### WHAT YOU NEED TO DO:
In two sentences, give the gist of the copper ion properties text.

### SOURCE EXTRACT:
Copper Ion Properties

Redox Potential Tuning

See Table 2.4, Principles of Bioinorganic Chemistry, 
Lippard and Berg, The Cu(I)/Cu(II) redox couple is very amenable to 'tuning', it can be altered over a wide range by suitable choice of complexing ligands and their geometry. For example copper Schiff-base complexes, Cu(R-sal)2, can double their redox potential by mere choice of R.

Cu(I) is a d10, closed shell ion, and since the most common coordination geometry is four, the preferred complex geometry will be tetrahedral. On the other hand Cu(II), with a d9 configuration, has square planar or octahedral geometry. The octahedral coordination usually has a strong Jahn-Teller distortion, lengthening the 5th and 6th bonds. Apart from 4- and 6-coordination both Cu(I) and Cu(II) coordination can adopt a wide range of geometries, both regular and irregular from 2 to 6, and Cu(II) can go up to 7 and 8 coordination. This flexibility is exploited by nature in the copper metalloenzymes.

Both geometry and the liganding atoms have a big influence. Thus a ligand set which imposes a tetrahedral geometry will stabilise Cu(I) with respect to Cu(II), and vice versa, a ligand set which imposes a square planar geometry will stabilise Cu(II) with respect to Cu(I). The effect can be seen vividly by comparison of acetonitrile and water as solvents for these ions. Cu(I) halides are readily soluble in acetonitrile, solvating as tetrahedral [Cu(MeCN)4]+, here, Cu(II) is a powerful oxidising agent. By contrast, in aqueous solution Cu(I) rapidly disproportionates to copper metal and hexacoordinate Cu(II) above about 10-2M. This is in part due also to the large solvation energy of Cu(II) in water, but illustrates the powerful influence of the coordination environment on copper chemistry. We can also regard Cu(I) as a soft acid ion in comparison to Cu(II), so that softer S- and N-base ligands are preferred over O-base ligands, and the opposite for Cu(II).

Thus it is possible to stabilise the Cu(I) system by immobilisation in a protein matrix, exclusion of dioxygen or complexation. Sulfur containing ligands are particularly effective at stabilising Cu(I) and the majority of Cu(I) thiolate species are stable. Cu(I) complexes are often two-coordinate with a linear arrangement of ligands, although three- , four- and five-coordinate complexes are also known.

Cu(II) thiolate compounds are found to be unstable with respect to disproportionation:

2Cu2+ + HSR --> 2Cu+ + RSSR + 2H+

Once more, immobilization may yield kinetic stability in Cu(II) thiolate species, as occurs in the blue-copper family of electron-transport enzymes.

### Dataset items:
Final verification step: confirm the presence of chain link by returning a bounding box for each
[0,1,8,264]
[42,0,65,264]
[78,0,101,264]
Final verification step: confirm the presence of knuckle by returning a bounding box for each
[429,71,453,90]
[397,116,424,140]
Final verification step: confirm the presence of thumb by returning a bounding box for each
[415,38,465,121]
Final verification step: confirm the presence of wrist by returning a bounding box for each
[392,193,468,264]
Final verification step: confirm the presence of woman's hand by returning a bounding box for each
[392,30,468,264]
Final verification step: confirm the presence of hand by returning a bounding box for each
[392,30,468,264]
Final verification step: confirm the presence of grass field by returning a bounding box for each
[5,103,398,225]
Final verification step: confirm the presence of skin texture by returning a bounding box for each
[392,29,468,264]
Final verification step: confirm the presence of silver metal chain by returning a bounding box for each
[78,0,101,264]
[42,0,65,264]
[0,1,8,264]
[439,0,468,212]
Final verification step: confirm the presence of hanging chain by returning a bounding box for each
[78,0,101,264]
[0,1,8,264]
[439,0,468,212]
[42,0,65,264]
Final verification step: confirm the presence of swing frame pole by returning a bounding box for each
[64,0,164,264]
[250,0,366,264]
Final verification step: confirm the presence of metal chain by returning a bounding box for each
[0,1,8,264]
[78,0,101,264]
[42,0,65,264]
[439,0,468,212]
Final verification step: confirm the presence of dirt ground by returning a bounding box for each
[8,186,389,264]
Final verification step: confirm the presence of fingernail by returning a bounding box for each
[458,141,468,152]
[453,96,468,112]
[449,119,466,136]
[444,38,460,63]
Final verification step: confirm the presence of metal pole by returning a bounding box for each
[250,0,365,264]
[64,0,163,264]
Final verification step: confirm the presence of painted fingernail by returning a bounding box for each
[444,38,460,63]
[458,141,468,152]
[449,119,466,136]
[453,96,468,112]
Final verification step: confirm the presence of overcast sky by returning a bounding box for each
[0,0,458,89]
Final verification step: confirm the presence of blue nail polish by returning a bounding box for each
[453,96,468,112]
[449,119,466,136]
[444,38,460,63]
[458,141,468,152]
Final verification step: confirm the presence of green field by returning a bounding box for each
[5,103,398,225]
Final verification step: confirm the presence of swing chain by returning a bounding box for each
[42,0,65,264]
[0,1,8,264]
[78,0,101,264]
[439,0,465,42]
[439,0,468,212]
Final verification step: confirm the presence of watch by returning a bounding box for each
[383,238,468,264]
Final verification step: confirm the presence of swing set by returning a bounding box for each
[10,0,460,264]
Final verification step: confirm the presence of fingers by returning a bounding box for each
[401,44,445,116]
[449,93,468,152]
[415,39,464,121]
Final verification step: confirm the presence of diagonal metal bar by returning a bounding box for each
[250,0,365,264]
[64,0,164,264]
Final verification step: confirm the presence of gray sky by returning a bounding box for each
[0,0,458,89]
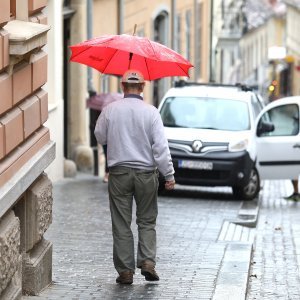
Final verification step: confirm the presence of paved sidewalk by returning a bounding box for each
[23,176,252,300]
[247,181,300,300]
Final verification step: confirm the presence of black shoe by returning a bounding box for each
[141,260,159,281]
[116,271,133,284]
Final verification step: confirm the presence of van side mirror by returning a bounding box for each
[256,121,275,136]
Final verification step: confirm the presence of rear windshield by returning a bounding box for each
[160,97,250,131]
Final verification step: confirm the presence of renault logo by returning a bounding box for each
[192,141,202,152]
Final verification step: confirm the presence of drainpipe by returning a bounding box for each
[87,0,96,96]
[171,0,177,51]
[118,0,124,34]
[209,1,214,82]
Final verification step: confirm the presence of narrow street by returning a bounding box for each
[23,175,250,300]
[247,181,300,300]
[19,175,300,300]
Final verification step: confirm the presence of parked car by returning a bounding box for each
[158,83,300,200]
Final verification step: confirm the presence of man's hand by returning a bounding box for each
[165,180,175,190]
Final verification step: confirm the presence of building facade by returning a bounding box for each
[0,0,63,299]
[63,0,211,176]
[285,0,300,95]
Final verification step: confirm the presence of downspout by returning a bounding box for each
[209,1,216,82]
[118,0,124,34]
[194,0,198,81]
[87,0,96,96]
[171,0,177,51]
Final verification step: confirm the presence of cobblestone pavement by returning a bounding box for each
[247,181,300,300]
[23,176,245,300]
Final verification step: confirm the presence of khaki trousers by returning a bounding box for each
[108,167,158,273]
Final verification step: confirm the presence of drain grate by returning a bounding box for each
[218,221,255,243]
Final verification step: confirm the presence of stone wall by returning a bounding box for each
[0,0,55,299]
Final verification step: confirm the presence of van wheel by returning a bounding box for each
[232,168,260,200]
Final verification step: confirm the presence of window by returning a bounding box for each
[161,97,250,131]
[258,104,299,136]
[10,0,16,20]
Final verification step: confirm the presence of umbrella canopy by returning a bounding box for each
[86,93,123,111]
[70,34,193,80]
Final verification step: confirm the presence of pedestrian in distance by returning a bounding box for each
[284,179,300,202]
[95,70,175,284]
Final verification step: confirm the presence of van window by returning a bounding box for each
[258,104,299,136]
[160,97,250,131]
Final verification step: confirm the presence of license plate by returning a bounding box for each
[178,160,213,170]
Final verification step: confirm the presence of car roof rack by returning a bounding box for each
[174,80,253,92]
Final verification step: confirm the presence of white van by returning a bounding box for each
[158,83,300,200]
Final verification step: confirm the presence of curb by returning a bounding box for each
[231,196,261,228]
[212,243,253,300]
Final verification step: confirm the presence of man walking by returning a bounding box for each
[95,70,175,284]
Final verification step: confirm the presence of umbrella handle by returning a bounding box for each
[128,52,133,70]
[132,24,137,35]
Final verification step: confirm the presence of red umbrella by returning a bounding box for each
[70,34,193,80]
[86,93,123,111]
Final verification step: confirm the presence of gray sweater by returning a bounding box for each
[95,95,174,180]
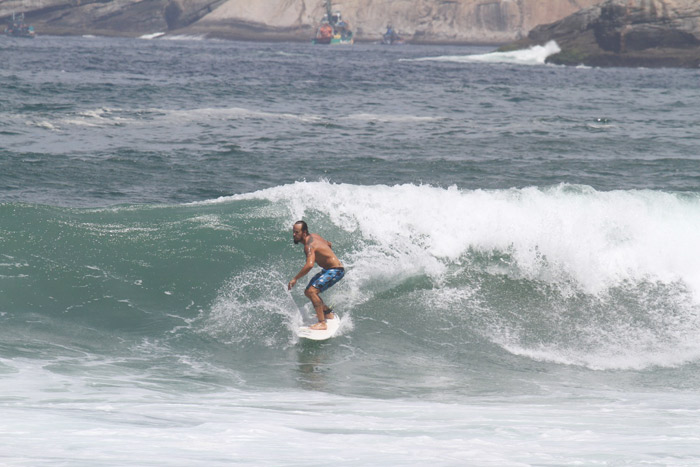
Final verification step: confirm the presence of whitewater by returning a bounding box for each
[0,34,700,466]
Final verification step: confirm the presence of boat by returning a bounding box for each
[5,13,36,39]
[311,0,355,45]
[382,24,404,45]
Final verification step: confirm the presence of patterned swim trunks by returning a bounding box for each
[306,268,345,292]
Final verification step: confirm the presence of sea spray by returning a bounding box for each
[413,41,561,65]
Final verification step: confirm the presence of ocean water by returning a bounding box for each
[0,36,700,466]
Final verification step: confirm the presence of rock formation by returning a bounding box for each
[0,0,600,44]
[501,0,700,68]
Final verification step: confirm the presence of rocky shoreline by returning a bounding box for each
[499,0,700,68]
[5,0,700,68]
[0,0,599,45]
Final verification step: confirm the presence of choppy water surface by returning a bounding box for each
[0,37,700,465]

* * *

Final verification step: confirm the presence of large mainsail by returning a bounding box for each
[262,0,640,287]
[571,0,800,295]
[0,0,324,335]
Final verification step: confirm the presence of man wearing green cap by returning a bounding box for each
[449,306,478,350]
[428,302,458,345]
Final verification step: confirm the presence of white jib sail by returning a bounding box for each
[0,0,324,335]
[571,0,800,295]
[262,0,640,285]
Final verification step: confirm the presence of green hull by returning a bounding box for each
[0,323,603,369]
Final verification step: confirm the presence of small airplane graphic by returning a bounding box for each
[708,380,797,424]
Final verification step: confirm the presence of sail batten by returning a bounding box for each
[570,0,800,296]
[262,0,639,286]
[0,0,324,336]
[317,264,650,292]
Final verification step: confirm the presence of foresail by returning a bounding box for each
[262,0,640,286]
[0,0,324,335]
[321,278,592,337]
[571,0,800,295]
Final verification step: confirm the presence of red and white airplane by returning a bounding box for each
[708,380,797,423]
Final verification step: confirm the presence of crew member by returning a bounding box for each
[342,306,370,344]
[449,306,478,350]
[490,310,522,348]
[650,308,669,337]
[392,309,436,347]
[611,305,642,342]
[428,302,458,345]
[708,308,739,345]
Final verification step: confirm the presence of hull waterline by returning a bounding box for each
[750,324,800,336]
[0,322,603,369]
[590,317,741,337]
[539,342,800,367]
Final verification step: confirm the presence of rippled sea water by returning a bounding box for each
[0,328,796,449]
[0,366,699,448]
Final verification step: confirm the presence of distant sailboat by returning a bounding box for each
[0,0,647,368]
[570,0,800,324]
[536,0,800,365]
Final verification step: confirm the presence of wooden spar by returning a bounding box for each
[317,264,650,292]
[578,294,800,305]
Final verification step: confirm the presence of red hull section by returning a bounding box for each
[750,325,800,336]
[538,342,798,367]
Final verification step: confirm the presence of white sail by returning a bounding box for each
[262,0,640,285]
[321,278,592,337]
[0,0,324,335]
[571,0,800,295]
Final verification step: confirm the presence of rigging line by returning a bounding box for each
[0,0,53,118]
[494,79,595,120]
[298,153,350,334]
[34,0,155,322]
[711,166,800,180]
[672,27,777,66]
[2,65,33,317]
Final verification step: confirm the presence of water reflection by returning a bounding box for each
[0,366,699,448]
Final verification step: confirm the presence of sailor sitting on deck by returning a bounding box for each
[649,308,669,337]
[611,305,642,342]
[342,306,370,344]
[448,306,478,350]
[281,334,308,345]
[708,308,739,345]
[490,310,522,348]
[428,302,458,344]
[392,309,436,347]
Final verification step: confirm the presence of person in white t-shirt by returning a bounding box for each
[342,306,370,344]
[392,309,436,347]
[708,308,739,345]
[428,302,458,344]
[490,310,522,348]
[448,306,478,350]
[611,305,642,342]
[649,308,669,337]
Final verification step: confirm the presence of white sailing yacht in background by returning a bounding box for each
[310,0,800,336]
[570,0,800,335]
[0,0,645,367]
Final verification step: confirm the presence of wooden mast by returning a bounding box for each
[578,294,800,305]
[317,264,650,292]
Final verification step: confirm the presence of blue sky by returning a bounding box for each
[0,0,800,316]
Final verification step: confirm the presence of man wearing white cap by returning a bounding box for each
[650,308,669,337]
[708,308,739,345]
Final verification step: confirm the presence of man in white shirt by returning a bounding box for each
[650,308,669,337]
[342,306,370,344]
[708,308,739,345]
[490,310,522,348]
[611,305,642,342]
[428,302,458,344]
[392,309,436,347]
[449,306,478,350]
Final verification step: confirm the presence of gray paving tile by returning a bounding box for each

### RESPONSE:
The Cu(I)/Cu(II) redox couple can be tuned over a wide range by the choice of complexing ligands and their geometry, with tetrahedral geometry and softer S- and N-base ligands favoring Cu(I) and square planar geometry favoring Cu(II). Cu(I) can be stabilized by immobilization in a protein matrix, exclusion of dioxygen, or complexation, especially with sulfur ligands, while Cu(II) thiolates are unstable with respect to disproportionation unless immobilization gives them kinetic stability, as in the blue-copper family of electron-transport enzymes.